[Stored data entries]
►
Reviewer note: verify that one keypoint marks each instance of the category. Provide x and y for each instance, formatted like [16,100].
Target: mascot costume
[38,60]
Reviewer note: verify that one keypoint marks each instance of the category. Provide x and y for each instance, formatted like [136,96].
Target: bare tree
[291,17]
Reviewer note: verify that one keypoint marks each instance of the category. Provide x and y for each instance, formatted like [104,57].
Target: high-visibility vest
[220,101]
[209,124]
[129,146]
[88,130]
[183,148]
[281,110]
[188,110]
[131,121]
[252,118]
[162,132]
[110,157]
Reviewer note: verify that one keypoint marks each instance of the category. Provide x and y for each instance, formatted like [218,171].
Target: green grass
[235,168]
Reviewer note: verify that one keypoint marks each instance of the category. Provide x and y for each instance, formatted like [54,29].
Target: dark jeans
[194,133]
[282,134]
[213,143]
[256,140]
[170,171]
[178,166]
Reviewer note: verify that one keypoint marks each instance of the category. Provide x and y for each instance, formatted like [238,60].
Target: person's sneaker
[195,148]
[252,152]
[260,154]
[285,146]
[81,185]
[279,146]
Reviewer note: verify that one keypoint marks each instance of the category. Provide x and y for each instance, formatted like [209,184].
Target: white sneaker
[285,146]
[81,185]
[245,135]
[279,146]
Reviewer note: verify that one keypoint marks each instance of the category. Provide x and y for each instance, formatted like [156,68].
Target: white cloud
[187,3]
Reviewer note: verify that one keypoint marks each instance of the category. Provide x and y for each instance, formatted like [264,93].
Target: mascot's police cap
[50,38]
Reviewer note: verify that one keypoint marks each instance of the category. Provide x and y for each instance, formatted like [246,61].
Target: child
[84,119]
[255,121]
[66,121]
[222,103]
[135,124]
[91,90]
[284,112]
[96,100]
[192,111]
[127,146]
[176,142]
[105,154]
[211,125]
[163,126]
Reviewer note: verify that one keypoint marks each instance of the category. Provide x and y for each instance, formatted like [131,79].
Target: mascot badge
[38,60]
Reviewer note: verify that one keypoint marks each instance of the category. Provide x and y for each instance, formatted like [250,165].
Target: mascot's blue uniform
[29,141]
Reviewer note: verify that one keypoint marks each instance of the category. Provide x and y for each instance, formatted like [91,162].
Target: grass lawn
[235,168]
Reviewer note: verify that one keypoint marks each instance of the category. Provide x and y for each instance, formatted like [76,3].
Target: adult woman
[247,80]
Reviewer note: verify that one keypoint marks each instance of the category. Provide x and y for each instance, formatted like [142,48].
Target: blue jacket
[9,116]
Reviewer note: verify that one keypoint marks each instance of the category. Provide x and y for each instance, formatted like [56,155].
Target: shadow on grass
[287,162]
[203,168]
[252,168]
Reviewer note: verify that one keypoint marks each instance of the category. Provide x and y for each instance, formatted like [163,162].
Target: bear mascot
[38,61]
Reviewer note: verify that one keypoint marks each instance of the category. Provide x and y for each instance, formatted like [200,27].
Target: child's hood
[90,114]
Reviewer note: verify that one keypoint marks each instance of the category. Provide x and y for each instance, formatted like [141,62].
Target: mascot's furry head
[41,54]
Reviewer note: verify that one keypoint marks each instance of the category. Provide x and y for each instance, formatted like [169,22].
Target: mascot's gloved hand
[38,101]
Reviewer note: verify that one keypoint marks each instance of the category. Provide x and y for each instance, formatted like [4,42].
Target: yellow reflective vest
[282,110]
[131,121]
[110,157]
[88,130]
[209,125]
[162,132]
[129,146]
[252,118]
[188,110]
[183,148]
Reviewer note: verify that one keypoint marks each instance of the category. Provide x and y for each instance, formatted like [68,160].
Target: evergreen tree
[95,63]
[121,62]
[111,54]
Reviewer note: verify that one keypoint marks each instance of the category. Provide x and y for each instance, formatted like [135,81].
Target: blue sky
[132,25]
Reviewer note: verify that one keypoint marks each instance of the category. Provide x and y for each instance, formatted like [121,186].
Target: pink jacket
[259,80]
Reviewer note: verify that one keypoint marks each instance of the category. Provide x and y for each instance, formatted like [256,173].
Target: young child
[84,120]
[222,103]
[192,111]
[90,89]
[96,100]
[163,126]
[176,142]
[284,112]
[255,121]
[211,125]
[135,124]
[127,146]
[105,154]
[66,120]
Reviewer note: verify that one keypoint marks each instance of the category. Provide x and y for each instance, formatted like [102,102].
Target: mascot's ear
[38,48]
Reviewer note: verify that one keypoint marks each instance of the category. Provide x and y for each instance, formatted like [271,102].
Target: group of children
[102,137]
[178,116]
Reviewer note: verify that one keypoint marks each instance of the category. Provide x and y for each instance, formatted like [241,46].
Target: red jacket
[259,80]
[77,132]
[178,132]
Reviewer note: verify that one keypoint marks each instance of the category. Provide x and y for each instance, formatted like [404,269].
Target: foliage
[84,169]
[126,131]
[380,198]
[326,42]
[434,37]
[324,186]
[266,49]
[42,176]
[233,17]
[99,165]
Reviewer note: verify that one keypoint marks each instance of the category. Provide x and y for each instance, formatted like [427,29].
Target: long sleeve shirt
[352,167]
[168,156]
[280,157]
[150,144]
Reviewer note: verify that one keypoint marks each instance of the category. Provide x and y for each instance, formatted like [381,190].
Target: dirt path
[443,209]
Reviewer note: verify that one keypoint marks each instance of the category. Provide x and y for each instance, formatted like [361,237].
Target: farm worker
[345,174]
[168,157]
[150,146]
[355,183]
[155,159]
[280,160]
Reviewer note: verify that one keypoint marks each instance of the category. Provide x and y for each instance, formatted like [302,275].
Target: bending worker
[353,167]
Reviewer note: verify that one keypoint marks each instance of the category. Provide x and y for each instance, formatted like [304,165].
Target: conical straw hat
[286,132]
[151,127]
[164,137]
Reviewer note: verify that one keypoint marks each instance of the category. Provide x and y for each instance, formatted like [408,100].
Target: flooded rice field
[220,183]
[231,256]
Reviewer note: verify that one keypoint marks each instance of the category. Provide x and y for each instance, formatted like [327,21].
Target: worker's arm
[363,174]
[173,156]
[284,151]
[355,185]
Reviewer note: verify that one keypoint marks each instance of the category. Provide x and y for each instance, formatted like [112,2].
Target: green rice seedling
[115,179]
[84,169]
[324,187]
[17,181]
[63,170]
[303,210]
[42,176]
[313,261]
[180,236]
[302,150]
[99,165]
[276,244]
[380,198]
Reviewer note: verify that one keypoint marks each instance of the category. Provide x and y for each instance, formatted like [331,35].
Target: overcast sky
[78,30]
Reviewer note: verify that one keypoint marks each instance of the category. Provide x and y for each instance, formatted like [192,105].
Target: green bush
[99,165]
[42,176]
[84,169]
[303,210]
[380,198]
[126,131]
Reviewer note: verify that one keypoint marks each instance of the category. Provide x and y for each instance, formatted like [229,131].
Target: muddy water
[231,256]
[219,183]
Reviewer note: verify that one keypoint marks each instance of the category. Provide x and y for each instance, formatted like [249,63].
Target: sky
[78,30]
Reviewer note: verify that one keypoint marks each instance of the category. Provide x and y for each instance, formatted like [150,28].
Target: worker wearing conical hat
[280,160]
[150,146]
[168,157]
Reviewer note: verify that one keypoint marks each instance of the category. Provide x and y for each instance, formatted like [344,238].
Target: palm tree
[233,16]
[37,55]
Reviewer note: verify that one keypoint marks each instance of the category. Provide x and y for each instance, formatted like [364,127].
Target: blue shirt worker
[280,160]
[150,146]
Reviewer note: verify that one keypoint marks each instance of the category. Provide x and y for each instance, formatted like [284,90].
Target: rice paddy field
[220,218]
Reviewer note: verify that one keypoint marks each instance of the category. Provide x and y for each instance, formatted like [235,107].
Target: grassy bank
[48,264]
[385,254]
◄
• BRIEF
Restate the data above exactly, keeping each word as it stands.

• PROBLEM SOLUTION
Reviewer note: verify that one keypoint marks each instance of the category. Provide x and y for each instance, formatted like [16,100].
Target: mascot costume
[38,60]
Reviewer note: verify that one keypoint marks each instance of the category. Provide x and y for each instance, formatted like [136,96].
Target: bare tree
[291,17]
Reviewer note: verify that one keypoint marks each instance of the category. Provide x and y for each instance, formatted like [104,57].
Target: high-visibility vest
[220,101]
[209,124]
[129,146]
[88,130]
[183,148]
[281,110]
[188,110]
[131,121]
[252,118]
[162,132]
[110,157]
Reviewer note: verify that one keypoint marks each instance of the category. Provide x and y for each instance, formatted like [218,171].
Target: green grass
[235,168]
Reviewer note: verify that one keypoint marks each instance of the category. Provide x and y for each instance, formatted like [54,29].
Target: dark jeans
[194,133]
[282,134]
[213,143]
[256,140]
[170,171]
[178,166]
Reviewer note: verify that one keypoint marks each instance of the category. Provide x and y for each instance, formatted like [238,60].
Target: person's sneaker
[195,148]
[252,152]
[260,154]
[285,146]
[81,185]
[279,146]
Reviewer note: verify that one keypoint marks each instance of the category. Provide x and y for each instance, formatted like [209,184].
Target: white sneaker
[285,146]
[81,185]
[245,135]
[279,146]
Reviewer note: verify that one keypoint marks each instance of the category. Provide x and y for each instance, formatted like [156,68].
Target: white cloud
[187,3]
Reviewer note: verify that one keypoint marks each instance of the category. Provide x and y for each instance, formatted like [264,93].
Target: mascot's police cap
[50,38]
Reviewer note: verify that one keypoint marks each instance of the category. Provide x and y for each instance, formatted like [246,61].
Target: child
[84,119]
[255,121]
[66,121]
[222,103]
[135,124]
[91,90]
[284,112]
[96,100]
[192,111]
[127,146]
[176,142]
[105,154]
[211,125]
[163,126]
Reviewer note: verify that one keypoint marks each instance of the category. Provide x and y for each instance, formatted like [131,79].
Target: mascot badge
[38,60]
Reviewer note: verify that one keypoint marks each instance of the category. Provide x and y for each instance, formatted like [250,165].
Target: mascot's blue uniform
[29,141]
Reviewer note: verify that one keypoint marks each instance of the category. Provide x and y for each instance, formatted like [91,162].
Target: grass lawn
[235,168]
Reviewer note: verify that one keypoint marks each instance of the category. Provide x and y for each instance, formatted like [76,3].
Target: adult woman
[247,80]
Reviewer note: verify that one keypoint marks each instance of the category. Provide x and y for each instance, formatted like [142,48].
Target: blue jacket
[9,116]
Reviewer note: verify that one keypoint marks each instance of the category. Provide x and y for each instance, formatted like [56,155].
Target: shadow on grass
[287,162]
[203,168]
[252,168]
Reviewer note: verify that one keypoint marks each instance of the category. Provide x and y for each instance, formatted like [163,162].
Target: bear mascot
[38,61]
Reviewer note: verify that one keypoint marks each instance of the category. Provide x and y for each instance, formatted like [200,27].
Target: child's hood
[90,114]
Reviewer note: verify that one keypoint marks each instance of the category. Provide x and y for each instance, formatted like [141,62].
Target: mascot's furry head
[41,54]
Reviewer note: verify that one keypoint marks each instance of the category. Provide x and y for each instance, formatted like [169,22].
Target: mascot's gloved hand
[38,101]
Reviewer note: verify that one keypoint marks each instance of the category. Provide x and y for each instance, formatted like [4,42].
Target: yellow reflective vest
[282,110]
[131,121]
[110,157]
[88,130]
[209,125]
[162,132]
[129,146]
[252,118]
[188,110]
[183,148]
Reviewer note: verify that one keypoint marks each instance of the category. Provide x and y for each instance, formatted like [68,160].
Target: evergreen tree
[95,63]
[121,62]
[111,54]
Reviewer note: verify that one keypoint marks each instance of the category. Provide x and y for each instance, formatted like [135,81].
Target: blue sky
[132,25]
Reviewer note: verify that one keypoint marks each instance of the category. Provide x and y for each instance, formatted like [121,186].
Target: pink jacket
[259,80]
Reviewer note: verify that one keypoint marks each instance of the category. Provide x and y for each instance, formatted like [256,173].
Target: young child
[84,120]
[222,103]
[192,111]
[90,89]
[96,100]
[163,126]
[176,142]
[284,112]
[255,121]
[211,125]
[135,124]
[127,146]
[105,154]
[66,120]
Reviewer note: verify that one keypoint marks each instance of the category. Provide x and y for each instance, formatted like [102,102].
Target: mascot's ear
[38,48]
Reviewer note: verify that one keypoint marks each instance of the category. Provide x and y for each instance, formatted like [271,102].
Target: group of children
[102,137]
[178,116]
Reviewer note: verify that one keypoint marks each instance of the category. Provide x and y for each instance, formatted like [241,46].
Target: red jacket
[259,80]
[77,132]
[178,132]
Reviewer note: verify that one keypoint marks each instance of the category. Provide x and y for each instance, formatted like [404,269].
Target: foliage
[84,169]
[126,131]
[380,198]
[326,42]
[434,37]
[324,186]
[266,49]
[42,176]
[233,17]
[99,165]
Reviewer note: verify that one keypoint marks each instance of the category. Provide x and y for each instance, formatted like [427,29].
Target: long sleeve shirt
[352,167]
[168,156]
[280,157]
[150,144]
Reviewer note: verify that one keypoint marks each instance of the category. Provide x and y for each instance, formatted like [381,190].
Target: dirt path
[443,209]
Reviewer note: verify that one keypoint marks each instance of the category. Provide x and y for each instance, formatted like [361,237].
Target: farm worker
[345,174]
[168,157]
[150,146]
[355,183]
[155,159]
[280,160]
Reviewer note: verify that one keypoint marks each instance of the category. Provide x and y for each instance, formatted like [302,275].
Target: bending worker
[353,167]
Reviewer note: verify that one keypoint marks each instance of the category. Provide x and y for each instance, formatted like [304,165].
Target: conical straw hat
[286,132]
[151,127]
[164,137]
Reviewer note: verify that one keypoint marks each instance of the category. Provide x and y for each instance, formatted like [408,100].
Target: flooded rice field
[220,183]
[231,256]
Reviewer note: verify that one keypoint marks each instance of the category. Provide x and y for each instance, formatted like [327,21].
Target: worker's arm
[363,174]
[173,156]
[284,151]
[355,185]
Reviewer note: verify that one keypoint marks each instance of the category. Provide x and y for each instance, formatted like [112,2].
Target: green rice seedling
[115,179]
[84,169]
[324,187]
[17,181]
[63,170]
[303,210]
[42,176]
[313,261]
[180,236]
[302,150]
[99,165]
[276,244]
[380,198]
Reviewer note: verify that one keypoint marks each instance of the category. Provide x and y for each instance, formatted like [331,35].
Target: overcast sky
[78,30]
Reviewer note: verify that one keypoint marks each instance of the category. Provide x and y for each instance, formatted like [192,105].
Target: green bush
[99,165]
[42,176]
[84,169]
[303,210]
[380,198]
[126,131]
Reviewer note: verify that one keypoint marks each instance of the category. Provide x and y for each instance, formatted like [229,131].
Target: muddy water
[231,256]
[219,183]
Reviewer note: verify that one keypoint marks each instance of the category. Provide x and y for each instance, formatted like [249,63].
Target: sky
[78,30]
Reviewer note: verify that one keypoint marks each instance of the category. Provide x and y for each instance, formatted like [150,28].
Target: worker wearing conical hat
[280,160]
[150,146]
[168,157]
Reviewer note: verify that one keypoint marks each instance of the category. Provide x and y for each instance, formatted like [344,238].
Target: palm tree
[233,16]
[37,55]
Reviewer note: verify that one keypoint marks each instance of the category. Provide x and y for each instance, formatted like [364,127].
Target: blue shirt worker
[280,160]
[150,146]
Reviewer note: verify that one keypoint marks each instance of the category. Provide x and y for each instance, formatted like [284,90].
Target: rice paddy field
[220,218]
Reviewer note: verify that one keypoint marks each instance of the category. Provide x and y for each instance, formatted like [235,107].
Target: grassy bank
[48,264]
[385,254]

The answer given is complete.